In the data below, find the line containing "with lanyard, the"; reproduce that line and all subsequent lines exactly, and nothing else.

*-*-*

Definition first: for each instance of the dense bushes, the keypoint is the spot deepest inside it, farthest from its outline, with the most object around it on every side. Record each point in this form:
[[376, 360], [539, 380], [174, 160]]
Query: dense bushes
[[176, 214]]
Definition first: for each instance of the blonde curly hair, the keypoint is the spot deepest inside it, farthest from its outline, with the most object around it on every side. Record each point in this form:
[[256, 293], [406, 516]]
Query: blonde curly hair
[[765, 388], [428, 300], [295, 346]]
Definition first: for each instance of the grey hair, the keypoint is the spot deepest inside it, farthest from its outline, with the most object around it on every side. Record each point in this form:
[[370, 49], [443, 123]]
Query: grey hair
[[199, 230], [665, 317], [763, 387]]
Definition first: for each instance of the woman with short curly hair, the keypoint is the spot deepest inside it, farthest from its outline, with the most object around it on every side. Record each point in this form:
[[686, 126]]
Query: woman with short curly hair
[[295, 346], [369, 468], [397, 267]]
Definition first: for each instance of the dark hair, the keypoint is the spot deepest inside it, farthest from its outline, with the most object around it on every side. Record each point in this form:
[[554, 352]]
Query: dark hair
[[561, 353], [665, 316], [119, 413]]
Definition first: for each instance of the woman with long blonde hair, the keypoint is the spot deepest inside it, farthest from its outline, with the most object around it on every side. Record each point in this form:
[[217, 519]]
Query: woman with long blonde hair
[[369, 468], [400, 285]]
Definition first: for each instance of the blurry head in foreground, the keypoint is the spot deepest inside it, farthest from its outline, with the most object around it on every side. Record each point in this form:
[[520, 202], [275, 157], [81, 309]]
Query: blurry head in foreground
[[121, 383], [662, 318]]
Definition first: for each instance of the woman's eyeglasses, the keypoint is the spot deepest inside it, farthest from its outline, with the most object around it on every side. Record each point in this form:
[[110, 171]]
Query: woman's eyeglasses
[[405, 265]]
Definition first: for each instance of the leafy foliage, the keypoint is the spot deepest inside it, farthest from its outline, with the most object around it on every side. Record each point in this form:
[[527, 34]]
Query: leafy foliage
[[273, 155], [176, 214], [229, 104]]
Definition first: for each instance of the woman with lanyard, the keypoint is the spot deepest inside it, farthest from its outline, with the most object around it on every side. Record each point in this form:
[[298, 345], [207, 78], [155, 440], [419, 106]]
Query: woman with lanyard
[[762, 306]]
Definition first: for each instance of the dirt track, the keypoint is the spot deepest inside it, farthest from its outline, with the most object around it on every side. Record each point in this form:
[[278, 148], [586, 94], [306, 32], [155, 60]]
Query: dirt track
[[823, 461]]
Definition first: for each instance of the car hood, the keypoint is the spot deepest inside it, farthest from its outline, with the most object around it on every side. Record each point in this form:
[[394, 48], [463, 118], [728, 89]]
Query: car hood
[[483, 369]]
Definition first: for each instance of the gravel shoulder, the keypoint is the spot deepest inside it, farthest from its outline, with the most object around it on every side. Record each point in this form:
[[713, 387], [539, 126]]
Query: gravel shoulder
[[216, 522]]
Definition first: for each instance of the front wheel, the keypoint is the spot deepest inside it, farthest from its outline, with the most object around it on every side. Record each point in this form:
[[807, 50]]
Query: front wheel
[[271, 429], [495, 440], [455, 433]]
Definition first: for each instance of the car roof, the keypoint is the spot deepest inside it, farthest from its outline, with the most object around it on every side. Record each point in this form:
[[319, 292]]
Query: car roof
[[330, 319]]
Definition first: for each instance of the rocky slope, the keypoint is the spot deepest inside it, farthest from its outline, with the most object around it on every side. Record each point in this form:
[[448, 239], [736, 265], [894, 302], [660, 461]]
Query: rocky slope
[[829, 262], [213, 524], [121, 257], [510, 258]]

*-*-*

[Problem solution]
Definition first: for each instance of the woman with lanyard, the keypoint is the spot deepest inside it, farthest from its outline, with the most object around it on every side. Record each point in this form:
[[298, 345], [207, 78], [155, 440], [419, 106]]
Query: woman with lanyard
[[762, 306]]
Definition first: for each instance of the dirt track, the keypoint is the spot deepest inside it, farthest from its outline, with the most object around it on every side. Record each point in this form:
[[278, 148], [586, 94], [306, 32], [155, 60]]
Query: dirt track
[[823, 461]]
Definition first: for each instance of the car hood, the keypoint is the spot deepest inside it, farthest from its outline, with the most object around it on every side. Record each point in this form:
[[394, 48], [463, 118], [728, 89]]
Query: car hood
[[483, 369]]
Definition first: for each instance of the gravel shoulder, the keypoint is the spot deepest inside it, farthest from its outline, with the most object around it on every side. Record each point in this form:
[[713, 387], [539, 126]]
Query: gravel shoulder
[[216, 522]]
Definition first: for each instance of the front wheel, the keypoint is the spot deepest inside it, farthest from its outline, with the most object around it on every side. Record each point in this form:
[[807, 50]]
Query: front wheel
[[271, 429], [495, 440], [455, 433]]
Definition first: for each instance of the car roof, the keypoint is the spot deepest inside it, farthest from its outline, with the most object around it on every side. Record each point in this form:
[[319, 292]]
Query: car roof
[[330, 319]]
Definition first: for each instance of the rocky slope, the keypoint is the spot deepest inside it, farthest from its outline, with the most object around it on every side. Record each point in this form:
[[448, 239], [736, 265], [894, 302], [660, 461]]
Query: rocky slope
[[829, 262], [213, 524], [121, 257], [510, 258]]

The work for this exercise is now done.